* _GIVEN INFORMATION_
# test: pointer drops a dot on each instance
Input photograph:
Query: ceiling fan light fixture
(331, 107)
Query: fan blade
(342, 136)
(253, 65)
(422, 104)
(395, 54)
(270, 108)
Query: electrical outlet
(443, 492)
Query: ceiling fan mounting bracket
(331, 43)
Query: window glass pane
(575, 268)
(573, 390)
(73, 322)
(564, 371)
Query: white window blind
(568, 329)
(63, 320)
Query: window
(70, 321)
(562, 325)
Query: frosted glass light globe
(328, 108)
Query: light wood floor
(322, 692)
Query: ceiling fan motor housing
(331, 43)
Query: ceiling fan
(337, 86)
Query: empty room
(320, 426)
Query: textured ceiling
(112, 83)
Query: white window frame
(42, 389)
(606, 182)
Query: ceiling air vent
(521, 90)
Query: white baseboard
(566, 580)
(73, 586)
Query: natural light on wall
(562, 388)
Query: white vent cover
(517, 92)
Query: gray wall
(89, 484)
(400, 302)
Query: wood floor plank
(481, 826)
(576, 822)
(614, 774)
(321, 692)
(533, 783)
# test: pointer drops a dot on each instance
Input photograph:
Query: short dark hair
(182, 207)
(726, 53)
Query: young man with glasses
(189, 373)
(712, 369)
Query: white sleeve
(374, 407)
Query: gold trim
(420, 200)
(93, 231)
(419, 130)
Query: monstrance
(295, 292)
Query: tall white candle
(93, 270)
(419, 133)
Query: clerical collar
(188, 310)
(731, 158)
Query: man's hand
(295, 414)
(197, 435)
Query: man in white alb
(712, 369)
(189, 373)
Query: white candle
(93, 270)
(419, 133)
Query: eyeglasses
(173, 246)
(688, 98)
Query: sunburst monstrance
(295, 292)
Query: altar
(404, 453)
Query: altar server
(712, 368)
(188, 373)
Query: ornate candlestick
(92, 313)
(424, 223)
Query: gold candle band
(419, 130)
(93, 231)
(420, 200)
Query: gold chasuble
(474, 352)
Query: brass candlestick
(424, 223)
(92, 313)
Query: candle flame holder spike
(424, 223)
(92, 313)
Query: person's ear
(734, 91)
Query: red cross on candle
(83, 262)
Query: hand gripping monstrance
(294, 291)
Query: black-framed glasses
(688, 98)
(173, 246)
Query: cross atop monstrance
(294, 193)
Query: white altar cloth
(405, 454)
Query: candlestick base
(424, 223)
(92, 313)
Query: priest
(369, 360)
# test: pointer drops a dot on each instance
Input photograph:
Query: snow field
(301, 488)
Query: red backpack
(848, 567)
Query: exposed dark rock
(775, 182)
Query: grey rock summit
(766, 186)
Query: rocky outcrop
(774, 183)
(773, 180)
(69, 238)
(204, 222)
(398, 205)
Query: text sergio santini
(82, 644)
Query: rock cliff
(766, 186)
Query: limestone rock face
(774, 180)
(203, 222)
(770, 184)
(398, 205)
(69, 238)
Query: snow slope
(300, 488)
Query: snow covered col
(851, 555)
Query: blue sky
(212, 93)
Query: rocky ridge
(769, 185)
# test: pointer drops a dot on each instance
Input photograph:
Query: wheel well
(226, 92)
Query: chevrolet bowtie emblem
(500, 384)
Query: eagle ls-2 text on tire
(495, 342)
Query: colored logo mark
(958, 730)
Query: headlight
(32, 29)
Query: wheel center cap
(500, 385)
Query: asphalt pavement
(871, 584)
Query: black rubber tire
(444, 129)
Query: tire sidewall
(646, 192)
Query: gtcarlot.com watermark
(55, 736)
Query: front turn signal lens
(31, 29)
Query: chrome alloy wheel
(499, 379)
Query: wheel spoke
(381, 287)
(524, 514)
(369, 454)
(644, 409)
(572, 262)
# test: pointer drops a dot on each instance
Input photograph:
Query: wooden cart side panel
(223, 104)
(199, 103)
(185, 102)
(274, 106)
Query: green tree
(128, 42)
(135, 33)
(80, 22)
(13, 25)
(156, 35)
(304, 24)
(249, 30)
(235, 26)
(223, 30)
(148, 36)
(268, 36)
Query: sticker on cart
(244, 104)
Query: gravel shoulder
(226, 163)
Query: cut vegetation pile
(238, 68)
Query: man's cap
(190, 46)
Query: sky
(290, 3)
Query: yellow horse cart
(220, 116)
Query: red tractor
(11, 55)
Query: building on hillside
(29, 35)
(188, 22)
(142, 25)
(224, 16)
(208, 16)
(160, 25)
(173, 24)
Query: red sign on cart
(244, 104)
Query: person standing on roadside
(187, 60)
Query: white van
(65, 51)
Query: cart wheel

* _GOAL_
Reproduce the part of the listing that opens with the line containing "Query: rock cliff" and runs through the end of the listing, including both ends.

* _TASK OUTPUT_
Query: rock cliff
(766, 186)
Query: limestone rock face
(774, 180)
(203, 222)
(770, 184)
(398, 205)
(69, 238)
Query: snow slope
(300, 488)
Query: snow covered col
(851, 555)
Query: blue sky
(212, 93)
Query: rocky ridge
(769, 185)
# test: pointer drops a dot on each instance
Input photograph:
Query: wheel well
(226, 92)
Query: chevrolet bowtie emblem
(500, 384)
Query: eagle ls-2 text on tire
(495, 342)
Query: colored logo mark
(958, 730)
Query: headlight
(32, 29)
Query: wheel center cap
(500, 385)
Query: asphalt pavement
(871, 584)
Query: black rubber tire
(444, 129)
Query: tire sidewall
(646, 192)
Query: gtcarlot.com watermark
(55, 736)
Query: front turn signal lens
(31, 29)
Query: chrome alloy wheel
(499, 379)
Query: wheel spoke
(381, 287)
(524, 514)
(369, 454)
(644, 409)
(572, 262)
# test: pointer drops a dot on each instance
Input photograph:
Query: wooden cart side panel
(223, 104)
(199, 103)
(185, 102)
(274, 106)
Query: green tree
(128, 42)
(135, 33)
(80, 22)
(13, 25)
(156, 35)
(304, 24)
(249, 30)
(235, 26)
(223, 30)
(148, 36)
(268, 36)
Query: sticker on cart
(244, 104)
Query: gravel shoulder
(226, 163)
Query: cut vegetation pile
(238, 68)
Query: man's cap
(190, 46)
Query: sky
(290, 3)
Query: yellow horse cart
(220, 116)
Query: red tractor
(11, 55)
Query: building on hillside
(29, 35)
(188, 22)
(142, 25)
(224, 16)
(208, 16)
(160, 25)
(173, 24)
Query: red sign on cart
(244, 104)
Query: person standing on roadside
(187, 60)
Query: white van
(65, 51)
Query: cart wheel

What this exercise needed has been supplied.